═════ Data in this exercise ═════

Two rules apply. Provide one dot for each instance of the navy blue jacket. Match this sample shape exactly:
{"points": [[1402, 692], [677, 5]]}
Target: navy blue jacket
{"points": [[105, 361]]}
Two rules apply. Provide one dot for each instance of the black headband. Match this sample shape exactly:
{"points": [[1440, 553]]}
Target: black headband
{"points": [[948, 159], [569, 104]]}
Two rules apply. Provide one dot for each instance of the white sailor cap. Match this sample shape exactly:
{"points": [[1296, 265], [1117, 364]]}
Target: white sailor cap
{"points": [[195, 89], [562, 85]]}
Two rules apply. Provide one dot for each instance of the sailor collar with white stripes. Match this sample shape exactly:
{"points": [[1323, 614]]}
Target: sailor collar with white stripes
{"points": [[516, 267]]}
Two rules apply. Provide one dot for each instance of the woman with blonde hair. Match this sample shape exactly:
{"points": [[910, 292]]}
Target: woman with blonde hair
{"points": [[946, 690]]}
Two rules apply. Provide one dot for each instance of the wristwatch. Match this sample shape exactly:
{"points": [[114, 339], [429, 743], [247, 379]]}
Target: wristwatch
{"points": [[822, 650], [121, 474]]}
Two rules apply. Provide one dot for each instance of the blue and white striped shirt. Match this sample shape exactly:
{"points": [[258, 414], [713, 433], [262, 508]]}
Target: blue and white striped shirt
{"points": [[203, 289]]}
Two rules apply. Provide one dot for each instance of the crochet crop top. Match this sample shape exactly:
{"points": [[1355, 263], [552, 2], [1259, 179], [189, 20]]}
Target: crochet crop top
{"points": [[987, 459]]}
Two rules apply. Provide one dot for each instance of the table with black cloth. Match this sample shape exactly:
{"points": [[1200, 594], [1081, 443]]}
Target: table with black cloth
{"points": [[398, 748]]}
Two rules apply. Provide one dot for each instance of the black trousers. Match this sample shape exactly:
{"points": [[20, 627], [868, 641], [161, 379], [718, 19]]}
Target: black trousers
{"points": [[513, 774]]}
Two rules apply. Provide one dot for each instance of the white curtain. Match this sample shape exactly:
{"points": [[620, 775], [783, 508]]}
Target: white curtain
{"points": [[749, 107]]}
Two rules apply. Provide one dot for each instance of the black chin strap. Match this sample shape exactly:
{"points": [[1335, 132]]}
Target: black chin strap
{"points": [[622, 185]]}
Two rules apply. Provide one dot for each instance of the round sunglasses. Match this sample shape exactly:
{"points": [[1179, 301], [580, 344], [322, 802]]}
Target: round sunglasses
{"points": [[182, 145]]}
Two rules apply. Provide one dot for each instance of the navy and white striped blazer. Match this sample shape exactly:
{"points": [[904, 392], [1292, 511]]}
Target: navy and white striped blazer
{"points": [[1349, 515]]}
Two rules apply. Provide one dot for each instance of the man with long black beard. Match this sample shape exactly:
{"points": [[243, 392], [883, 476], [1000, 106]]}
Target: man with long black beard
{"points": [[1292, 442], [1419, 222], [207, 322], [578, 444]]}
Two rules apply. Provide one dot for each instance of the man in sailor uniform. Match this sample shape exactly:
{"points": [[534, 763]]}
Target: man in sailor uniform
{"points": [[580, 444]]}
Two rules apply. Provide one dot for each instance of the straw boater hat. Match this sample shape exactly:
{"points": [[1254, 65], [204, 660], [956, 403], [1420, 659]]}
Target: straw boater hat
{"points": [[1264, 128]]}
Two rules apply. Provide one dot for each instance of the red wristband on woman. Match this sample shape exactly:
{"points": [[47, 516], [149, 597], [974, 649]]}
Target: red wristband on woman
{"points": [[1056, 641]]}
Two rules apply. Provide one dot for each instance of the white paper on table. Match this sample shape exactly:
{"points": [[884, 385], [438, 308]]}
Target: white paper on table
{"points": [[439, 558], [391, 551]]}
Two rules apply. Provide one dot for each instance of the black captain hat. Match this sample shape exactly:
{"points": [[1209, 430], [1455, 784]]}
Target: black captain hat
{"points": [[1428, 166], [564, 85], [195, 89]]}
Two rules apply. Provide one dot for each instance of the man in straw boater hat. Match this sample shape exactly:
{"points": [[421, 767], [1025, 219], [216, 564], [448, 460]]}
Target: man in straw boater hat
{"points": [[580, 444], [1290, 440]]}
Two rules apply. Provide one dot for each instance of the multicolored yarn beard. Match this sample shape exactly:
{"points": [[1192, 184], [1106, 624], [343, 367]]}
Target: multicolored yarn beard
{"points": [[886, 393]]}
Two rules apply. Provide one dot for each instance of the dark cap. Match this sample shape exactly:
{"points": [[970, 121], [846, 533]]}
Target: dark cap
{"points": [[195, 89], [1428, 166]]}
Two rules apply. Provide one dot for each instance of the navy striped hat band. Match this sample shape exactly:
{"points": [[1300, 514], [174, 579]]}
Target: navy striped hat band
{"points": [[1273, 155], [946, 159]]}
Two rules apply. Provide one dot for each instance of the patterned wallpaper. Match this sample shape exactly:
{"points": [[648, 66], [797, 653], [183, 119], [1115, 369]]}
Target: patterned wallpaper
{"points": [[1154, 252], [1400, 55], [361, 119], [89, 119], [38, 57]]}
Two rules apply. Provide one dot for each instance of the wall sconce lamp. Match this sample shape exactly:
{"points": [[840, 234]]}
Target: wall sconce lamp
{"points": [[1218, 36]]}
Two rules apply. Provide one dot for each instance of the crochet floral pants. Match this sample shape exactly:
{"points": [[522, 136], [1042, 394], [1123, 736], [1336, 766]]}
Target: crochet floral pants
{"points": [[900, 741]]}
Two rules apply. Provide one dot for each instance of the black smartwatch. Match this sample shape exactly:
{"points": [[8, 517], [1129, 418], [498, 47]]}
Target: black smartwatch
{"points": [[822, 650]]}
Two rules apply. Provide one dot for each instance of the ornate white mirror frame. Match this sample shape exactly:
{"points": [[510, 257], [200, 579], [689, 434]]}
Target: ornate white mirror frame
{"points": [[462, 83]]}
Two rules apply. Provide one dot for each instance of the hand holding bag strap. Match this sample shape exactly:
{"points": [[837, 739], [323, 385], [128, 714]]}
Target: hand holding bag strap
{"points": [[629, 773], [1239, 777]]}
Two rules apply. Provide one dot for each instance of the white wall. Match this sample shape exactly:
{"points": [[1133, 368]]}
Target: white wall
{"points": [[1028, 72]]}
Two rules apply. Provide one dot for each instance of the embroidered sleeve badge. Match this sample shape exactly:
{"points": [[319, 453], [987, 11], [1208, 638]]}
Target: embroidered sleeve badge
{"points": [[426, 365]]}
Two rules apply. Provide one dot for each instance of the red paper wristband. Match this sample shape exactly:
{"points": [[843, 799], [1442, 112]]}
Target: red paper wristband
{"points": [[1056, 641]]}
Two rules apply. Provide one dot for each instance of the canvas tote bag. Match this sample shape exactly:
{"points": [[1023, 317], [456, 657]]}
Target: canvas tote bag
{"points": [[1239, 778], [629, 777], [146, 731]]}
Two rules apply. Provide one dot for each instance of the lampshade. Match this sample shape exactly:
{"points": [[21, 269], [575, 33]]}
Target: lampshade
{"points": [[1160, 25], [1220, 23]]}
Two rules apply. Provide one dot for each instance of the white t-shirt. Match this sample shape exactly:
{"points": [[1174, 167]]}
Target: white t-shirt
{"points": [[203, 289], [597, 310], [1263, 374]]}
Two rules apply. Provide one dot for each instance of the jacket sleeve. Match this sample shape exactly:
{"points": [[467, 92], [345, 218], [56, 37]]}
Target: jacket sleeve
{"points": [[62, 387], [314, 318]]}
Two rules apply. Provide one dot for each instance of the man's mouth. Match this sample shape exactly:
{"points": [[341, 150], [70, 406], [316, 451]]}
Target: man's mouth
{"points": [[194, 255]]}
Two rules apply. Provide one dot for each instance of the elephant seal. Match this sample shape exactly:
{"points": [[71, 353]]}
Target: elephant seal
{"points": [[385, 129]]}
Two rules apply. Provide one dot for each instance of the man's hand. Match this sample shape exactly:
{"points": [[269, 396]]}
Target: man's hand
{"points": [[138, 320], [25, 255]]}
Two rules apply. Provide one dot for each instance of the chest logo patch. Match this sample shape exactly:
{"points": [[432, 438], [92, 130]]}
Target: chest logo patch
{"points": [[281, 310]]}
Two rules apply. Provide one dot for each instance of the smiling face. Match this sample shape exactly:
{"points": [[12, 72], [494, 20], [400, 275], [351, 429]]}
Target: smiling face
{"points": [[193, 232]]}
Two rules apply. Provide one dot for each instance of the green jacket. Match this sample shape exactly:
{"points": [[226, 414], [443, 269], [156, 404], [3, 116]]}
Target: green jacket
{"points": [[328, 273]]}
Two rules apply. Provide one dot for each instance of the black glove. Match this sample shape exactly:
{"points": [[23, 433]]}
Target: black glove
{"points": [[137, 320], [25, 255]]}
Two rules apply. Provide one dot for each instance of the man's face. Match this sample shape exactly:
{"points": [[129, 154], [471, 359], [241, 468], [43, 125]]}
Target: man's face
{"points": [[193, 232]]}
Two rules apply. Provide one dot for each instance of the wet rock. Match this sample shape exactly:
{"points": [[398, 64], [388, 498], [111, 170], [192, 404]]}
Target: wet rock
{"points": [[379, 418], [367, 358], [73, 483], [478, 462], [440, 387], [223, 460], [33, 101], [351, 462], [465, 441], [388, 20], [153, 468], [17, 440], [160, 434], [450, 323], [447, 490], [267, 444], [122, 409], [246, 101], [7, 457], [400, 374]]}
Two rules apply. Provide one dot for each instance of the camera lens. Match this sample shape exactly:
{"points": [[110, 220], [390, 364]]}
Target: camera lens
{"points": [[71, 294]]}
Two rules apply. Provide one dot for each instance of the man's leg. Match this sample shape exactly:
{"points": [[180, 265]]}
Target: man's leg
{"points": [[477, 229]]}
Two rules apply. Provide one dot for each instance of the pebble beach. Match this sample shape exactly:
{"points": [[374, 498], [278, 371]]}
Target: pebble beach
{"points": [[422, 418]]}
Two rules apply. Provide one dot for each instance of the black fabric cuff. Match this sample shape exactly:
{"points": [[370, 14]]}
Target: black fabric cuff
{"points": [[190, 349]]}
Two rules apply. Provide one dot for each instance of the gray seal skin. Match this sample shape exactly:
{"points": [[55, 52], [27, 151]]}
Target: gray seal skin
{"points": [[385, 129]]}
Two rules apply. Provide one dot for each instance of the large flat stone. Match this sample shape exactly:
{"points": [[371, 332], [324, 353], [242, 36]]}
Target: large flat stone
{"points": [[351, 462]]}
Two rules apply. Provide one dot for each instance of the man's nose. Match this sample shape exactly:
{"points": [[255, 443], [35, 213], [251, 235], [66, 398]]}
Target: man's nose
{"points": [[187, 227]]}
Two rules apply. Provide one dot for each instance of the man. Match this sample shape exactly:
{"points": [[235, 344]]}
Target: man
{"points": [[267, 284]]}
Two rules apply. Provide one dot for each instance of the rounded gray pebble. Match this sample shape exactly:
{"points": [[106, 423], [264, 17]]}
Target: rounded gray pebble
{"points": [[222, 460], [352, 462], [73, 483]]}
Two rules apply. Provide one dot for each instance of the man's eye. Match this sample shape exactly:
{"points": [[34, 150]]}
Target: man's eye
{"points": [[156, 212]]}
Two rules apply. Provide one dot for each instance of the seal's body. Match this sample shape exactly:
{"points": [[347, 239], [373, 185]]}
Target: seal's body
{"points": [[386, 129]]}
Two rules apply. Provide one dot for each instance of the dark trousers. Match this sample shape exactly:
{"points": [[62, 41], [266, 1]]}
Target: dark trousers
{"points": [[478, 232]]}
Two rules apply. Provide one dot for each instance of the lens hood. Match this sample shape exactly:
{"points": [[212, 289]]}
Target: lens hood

═════

Print again the material above, limited to the lines from the one holding "of the seal's" through the last, inclusive.

» Solution for this task
Two rules apply. Provide one dot for each instance of the seal's body. Match this sample shape exactly:
{"points": [[347, 239], [373, 185]]}
Target: seal's body
{"points": [[386, 129]]}
Two rules apply. Provide one dot for each instance of the dark trousers. Match this sample shape exactly:
{"points": [[62, 41], [266, 1]]}
Target: dark trousers
{"points": [[478, 232]]}
Two rules apply. Provide one dot for each instance of the lens hood. Match this sample shape exactly:
{"points": [[212, 289]]}
Target: lens hood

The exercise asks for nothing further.